- **Stored data entries**:
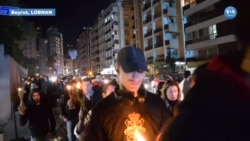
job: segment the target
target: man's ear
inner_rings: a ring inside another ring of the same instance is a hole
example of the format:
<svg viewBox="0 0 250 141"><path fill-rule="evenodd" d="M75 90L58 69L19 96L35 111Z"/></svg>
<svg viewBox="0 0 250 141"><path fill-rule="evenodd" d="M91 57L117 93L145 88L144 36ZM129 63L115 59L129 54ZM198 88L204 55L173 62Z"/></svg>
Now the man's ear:
<svg viewBox="0 0 250 141"><path fill-rule="evenodd" d="M119 74L120 73L120 68L118 65L115 66L115 70L116 70L116 73Z"/></svg>

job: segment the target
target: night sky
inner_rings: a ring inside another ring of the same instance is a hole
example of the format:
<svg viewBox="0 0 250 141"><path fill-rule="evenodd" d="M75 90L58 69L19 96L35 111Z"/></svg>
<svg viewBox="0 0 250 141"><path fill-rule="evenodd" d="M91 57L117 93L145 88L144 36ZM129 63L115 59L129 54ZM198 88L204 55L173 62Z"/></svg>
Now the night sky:
<svg viewBox="0 0 250 141"><path fill-rule="evenodd" d="M111 0L22 0L26 8L55 8L55 17L25 17L35 22L43 32L50 26L59 28L63 34L64 45L75 45L84 26L92 26L101 9Z"/></svg>

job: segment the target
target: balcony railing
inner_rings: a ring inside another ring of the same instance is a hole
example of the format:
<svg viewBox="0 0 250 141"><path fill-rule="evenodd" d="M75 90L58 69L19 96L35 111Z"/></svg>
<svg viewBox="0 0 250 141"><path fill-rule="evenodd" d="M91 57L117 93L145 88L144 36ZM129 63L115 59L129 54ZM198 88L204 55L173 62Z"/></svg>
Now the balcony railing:
<svg viewBox="0 0 250 141"><path fill-rule="evenodd" d="M151 49L153 49L153 46L145 47L145 51L148 51L148 50L151 50Z"/></svg>

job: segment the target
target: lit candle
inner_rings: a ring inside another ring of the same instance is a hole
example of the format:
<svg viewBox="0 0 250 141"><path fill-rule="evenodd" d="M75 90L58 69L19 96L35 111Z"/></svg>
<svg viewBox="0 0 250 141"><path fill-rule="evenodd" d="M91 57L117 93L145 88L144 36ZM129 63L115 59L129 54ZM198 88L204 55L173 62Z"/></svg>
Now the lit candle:
<svg viewBox="0 0 250 141"><path fill-rule="evenodd" d="M23 90L22 88L18 88L18 96L20 98L20 104L23 105L23 96L24 96L24 93L23 93Z"/></svg>
<svg viewBox="0 0 250 141"><path fill-rule="evenodd" d="M135 130L135 139L136 141L146 141L138 130Z"/></svg>
<svg viewBox="0 0 250 141"><path fill-rule="evenodd" d="M19 96L19 98L20 98L21 100L23 99L22 88L18 88L18 96Z"/></svg>
<svg viewBox="0 0 250 141"><path fill-rule="evenodd" d="M77 82L76 89L79 90L81 88L81 82Z"/></svg>
<svg viewBox="0 0 250 141"><path fill-rule="evenodd" d="M71 90L71 86L70 85L67 85L67 90L70 91Z"/></svg>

- **Exercise details**: Copy every line of the records above word for word, leaving out any picture.

- **Task response**:
job: segment the target
target: man's ear
inner_rings: a ring inside another ring of the same instance is a hole
example of the format:
<svg viewBox="0 0 250 141"><path fill-rule="evenodd" d="M75 90L58 69L19 96L35 111Z"/></svg>
<svg viewBox="0 0 250 141"><path fill-rule="evenodd" d="M91 57L117 93L145 88L144 36ZM129 63L115 59L129 54ZM198 88L204 55L173 62Z"/></svg>
Now the man's ear:
<svg viewBox="0 0 250 141"><path fill-rule="evenodd" d="M119 74L120 73L120 68L118 65L115 66L115 70L116 70L116 73Z"/></svg>

job: segment the target
target: night sky
inner_rings: a ring inside another ring of the same instance is a hole
example of the format:
<svg viewBox="0 0 250 141"><path fill-rule="evenodd" d="M75 90L58 69L19 96L35 111Z"/></svg>
<svg viewBox="0 0 250 141"><path fill-rule="evenodd" d="M91 57L117 93L145 88L144 36ZM129 63L115 59L129 54ZM198 88L204 55L173 62Z"/></svg>
Now the night sky:
<svg viewBox="0 0 250 141"><path fill-rule="evenodd" d="M111 0L22 0L26 8L55 8L55 17L25 17L35 22L43 32L50 26L59 28L63 34L64 45L75 45L84 26L92 26L101 9Z"/></svg>

job: segment the target
target: balcony railing
inner_rings: a ring inside another ring of the same instance is a hole
example of the format:
<svg viewBox="0 0 250 141"><path fill-rule="evenodd" d="M75 90L58 69L19 96L35 111Z"/></svg>
<svg viewBox="0 0 250 141"><path fill-rule="evenodd" d="M91 57L117 93L145 88L144 36ZM129 63L115 59L129 54ZM198 88L204 55L173 62Z"/></svg>
Now the balcony railing:
<svg viewBox="0 0 250 141"><path fill-rule="evenodd" d="M151 49L153 49L153 46L145 47L145 51L148 51L148 50L151 50Z"/></svg>

job: segment the target
target: lit candle
inner_rings: a ring inside another ring of the same instance is a hole
example of the format:
<svg viewBox="0 0 250 141"><path fill-rule="evenodd" d="M75 90L58 69L19 96L35 111Z"/></svg>
<svg viewBox="0 0 250 141"><path fill-rule="evenodd" d="M91 57L117 93L145 88L144 36ZM129 63L115 59L129 54ZM198 88L204 55L173 62Z"/></svg>
Now the lit candle:
<svg viewBox="0 0 250 141"><path fill-rule="evenodd" d="M23 90L22 88L18 88L18 96L20 98L20 104L23 105L23 96L24 96L24 93L23 93Z"/></svg>
<svg viewBox="0 0 250 141"><path fill-rule="evenodd" d="M135 130L135 139L136 141L146 141L138 130Z"/></svg>
<svg viewBox="0 0 250 141"><path fill-rule="evenodd" d="M19 96L19 98L20 98L21 100L23 99L22 88L18 88L18 96Z"/></svg>
<svg viewBox="0 0 250 141"><path fill-rule="evenodd" d="M77 82L76 89L79 90L81 88L81 82Z"/></svg>
<svg viewBox="0 0 250 141"><path fill-rule="evenodd" d="M71 90L71 86L70 85L67 85L67 90L70 91Z"/></svg>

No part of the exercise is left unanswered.